WHAT THE EXERCISE ASKS:
Exact copy, no pictures: reproduce the lines from the one that holds "of the brick" through the end of the entries.
====== ENTRIES SHOWN
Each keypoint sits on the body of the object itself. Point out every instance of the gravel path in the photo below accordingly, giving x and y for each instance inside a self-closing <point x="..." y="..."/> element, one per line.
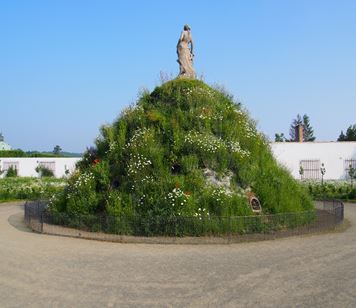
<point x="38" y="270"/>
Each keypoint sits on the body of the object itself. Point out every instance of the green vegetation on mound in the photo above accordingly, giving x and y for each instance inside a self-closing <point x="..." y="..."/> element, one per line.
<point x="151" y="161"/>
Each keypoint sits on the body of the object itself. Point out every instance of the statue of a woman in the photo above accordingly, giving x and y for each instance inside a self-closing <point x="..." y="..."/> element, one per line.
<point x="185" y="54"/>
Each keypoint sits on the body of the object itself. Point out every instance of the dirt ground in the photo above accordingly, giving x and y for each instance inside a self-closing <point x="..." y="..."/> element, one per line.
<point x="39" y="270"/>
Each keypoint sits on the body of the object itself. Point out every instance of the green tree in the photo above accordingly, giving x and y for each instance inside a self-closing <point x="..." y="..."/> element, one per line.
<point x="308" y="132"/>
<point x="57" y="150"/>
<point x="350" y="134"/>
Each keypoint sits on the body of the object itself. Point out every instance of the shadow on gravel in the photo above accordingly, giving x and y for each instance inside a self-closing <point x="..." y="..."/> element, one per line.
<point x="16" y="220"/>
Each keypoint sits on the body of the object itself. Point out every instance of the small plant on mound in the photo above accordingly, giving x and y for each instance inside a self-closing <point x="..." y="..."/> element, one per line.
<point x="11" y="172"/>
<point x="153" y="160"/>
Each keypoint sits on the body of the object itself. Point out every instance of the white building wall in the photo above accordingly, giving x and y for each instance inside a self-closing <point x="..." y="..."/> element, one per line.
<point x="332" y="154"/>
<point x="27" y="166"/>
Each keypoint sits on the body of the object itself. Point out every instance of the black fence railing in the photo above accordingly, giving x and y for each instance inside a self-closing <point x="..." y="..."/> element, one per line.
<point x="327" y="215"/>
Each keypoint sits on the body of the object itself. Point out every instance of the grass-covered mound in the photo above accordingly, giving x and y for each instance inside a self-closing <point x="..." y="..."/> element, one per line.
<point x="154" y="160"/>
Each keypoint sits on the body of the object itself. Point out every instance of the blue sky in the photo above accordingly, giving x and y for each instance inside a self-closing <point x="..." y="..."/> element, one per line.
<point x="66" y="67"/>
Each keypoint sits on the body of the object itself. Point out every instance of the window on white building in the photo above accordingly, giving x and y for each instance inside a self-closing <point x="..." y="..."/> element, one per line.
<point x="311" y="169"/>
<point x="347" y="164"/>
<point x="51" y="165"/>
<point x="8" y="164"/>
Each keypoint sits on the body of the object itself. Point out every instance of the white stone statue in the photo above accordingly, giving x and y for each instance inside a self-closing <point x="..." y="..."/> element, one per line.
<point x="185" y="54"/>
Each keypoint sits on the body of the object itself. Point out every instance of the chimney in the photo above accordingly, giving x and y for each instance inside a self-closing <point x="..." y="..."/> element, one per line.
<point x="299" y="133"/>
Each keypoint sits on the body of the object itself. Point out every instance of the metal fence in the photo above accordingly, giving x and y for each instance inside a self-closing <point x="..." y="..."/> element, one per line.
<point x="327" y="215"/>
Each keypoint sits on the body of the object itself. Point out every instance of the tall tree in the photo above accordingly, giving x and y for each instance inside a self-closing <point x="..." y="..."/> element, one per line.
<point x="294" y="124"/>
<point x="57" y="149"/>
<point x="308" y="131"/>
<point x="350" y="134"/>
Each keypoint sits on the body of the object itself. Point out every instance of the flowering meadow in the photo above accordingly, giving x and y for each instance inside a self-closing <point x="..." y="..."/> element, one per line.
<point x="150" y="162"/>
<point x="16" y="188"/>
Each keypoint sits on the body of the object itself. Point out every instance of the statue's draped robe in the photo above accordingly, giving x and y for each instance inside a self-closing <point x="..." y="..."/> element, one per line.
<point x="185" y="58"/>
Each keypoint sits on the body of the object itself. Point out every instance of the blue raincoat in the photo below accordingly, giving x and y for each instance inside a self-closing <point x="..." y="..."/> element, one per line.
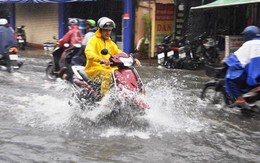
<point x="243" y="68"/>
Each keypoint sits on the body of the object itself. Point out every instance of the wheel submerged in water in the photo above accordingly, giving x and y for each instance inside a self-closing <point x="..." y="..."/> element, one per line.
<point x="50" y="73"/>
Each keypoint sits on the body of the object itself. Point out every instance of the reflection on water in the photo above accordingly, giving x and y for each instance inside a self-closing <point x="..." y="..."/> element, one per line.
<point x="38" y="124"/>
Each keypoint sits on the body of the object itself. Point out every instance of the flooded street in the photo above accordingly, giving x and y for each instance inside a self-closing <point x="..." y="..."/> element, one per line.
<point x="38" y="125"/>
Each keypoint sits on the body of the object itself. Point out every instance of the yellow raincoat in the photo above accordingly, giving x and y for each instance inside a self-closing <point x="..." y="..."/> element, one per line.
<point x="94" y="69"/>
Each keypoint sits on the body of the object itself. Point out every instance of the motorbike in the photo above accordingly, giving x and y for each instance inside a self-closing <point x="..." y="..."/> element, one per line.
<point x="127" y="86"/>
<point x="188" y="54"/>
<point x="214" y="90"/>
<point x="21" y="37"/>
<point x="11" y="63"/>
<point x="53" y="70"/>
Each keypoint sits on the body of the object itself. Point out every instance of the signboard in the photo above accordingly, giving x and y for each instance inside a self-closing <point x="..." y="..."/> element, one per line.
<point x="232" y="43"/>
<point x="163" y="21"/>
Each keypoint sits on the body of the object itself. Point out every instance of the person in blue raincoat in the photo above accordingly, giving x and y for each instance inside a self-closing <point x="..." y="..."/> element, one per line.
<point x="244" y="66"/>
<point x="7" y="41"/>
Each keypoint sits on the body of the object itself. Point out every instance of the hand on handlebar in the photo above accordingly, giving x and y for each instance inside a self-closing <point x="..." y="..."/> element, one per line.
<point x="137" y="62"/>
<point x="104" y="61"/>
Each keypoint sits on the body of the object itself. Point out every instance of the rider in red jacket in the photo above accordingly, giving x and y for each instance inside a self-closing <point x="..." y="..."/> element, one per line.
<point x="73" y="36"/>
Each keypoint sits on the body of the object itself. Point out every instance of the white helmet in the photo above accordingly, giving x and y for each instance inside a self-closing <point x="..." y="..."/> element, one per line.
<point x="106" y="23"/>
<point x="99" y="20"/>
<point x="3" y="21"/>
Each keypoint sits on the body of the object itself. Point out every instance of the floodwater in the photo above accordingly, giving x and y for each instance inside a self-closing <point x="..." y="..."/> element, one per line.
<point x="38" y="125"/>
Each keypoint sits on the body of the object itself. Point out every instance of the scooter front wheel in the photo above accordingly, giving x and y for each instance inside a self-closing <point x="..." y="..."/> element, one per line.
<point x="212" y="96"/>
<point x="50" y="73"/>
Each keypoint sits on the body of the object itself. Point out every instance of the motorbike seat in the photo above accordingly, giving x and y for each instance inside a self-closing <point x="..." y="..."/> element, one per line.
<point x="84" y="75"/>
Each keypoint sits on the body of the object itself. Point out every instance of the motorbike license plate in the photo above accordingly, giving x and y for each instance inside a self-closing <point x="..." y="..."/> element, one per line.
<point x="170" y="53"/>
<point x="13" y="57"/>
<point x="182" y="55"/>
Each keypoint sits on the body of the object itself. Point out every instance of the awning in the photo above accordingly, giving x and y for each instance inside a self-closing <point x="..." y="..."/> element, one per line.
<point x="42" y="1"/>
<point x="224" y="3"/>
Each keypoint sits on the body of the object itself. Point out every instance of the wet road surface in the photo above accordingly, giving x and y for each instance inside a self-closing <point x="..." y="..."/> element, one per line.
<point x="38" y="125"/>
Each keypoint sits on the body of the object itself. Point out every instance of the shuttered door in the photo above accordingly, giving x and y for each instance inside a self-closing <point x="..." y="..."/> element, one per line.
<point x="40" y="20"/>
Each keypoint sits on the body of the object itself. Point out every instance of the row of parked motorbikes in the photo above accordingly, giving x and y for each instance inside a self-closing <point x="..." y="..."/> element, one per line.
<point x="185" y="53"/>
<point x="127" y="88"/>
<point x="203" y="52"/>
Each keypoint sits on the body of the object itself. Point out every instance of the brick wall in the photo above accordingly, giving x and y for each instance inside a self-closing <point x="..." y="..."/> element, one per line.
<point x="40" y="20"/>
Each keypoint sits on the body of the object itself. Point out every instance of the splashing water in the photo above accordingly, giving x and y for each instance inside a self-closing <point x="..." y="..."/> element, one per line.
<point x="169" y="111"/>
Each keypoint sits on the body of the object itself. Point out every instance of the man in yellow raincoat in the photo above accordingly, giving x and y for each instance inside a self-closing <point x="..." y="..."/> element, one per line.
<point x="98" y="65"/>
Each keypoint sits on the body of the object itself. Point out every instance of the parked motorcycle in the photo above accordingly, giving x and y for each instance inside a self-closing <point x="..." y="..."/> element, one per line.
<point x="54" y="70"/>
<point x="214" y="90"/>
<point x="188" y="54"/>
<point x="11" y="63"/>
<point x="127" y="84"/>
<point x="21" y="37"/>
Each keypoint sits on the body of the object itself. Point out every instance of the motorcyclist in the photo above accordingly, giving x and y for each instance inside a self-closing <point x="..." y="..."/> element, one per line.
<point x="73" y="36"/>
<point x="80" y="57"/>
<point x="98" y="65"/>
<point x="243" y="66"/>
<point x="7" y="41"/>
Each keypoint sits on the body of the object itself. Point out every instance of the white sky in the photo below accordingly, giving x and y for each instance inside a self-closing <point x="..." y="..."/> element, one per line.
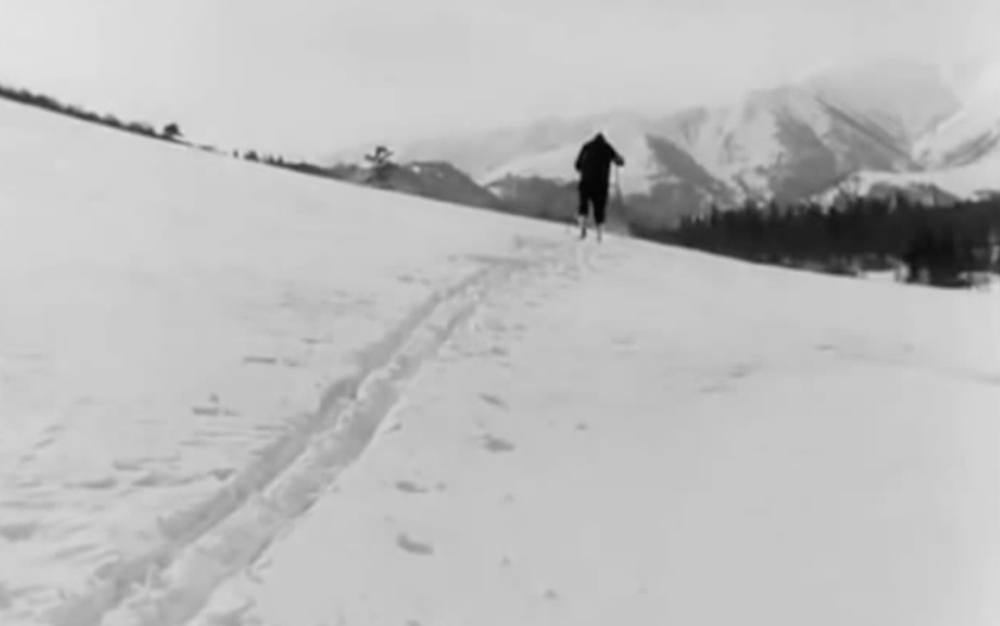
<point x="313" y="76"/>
============
SOLVED EXERCISE:
Each keypoint sits on the body of the object itself. Point out every instance of the brick wall in the photo above accordingly, giving x and y for each instance inside a self-closing <point x="..." y="..."/> element, one per line.
<point x="40" y="20"/>
Each keypoint sits on the body of the object itself. Point out every instance of the splashing water in the photo above accordingly, giving x and y for each instance inside a self-closing <point x="..." y="..."/> element, one per line.
<point x="169" y="111"/>
Each keypoint sits on the body of the object itself. Point out every instance of the man in yellow raincoat in the photo above accordingly, giving x and y for each instance inside a self-closing <point x="..." y="..."/> element, one per line.
<point x="98" y="65"/>
Each keypoint sits on the body of the object itself. Point out every instance of the parked motorcycle in the photo above accordingly, giving x and y for each instance inside a self-closing <point x="..." y="..."/> element, one per line.
<point x="54" y="70"/>
<point x="214" y="90"/>
<point x="188" y="54"/>
<point x="11" y="63"/>
<point x="127" y="84"/>
<point x="21" y="37"/>
Each keypoint sits on the body of the object itself. Point out every instance of the motorcyclist in the photo above accordingly, giving x and y for each instance inside a self-closing <point x="..." y="..."/> element, one per line.
<point x="73" y="36"/>
<point x="80" y="57"/>
<point x="98" y="65"/>
<point x="243" y="66"/>
<point x="7" y="41"/>
Each keypoint sits on the body of the object itself. Point out every instance of the white sky in the photo below accordingly, giving x and y for each instance inside a self-closing <point x="..." y="..."/> element, one per line.
<point x="313" y="76"/>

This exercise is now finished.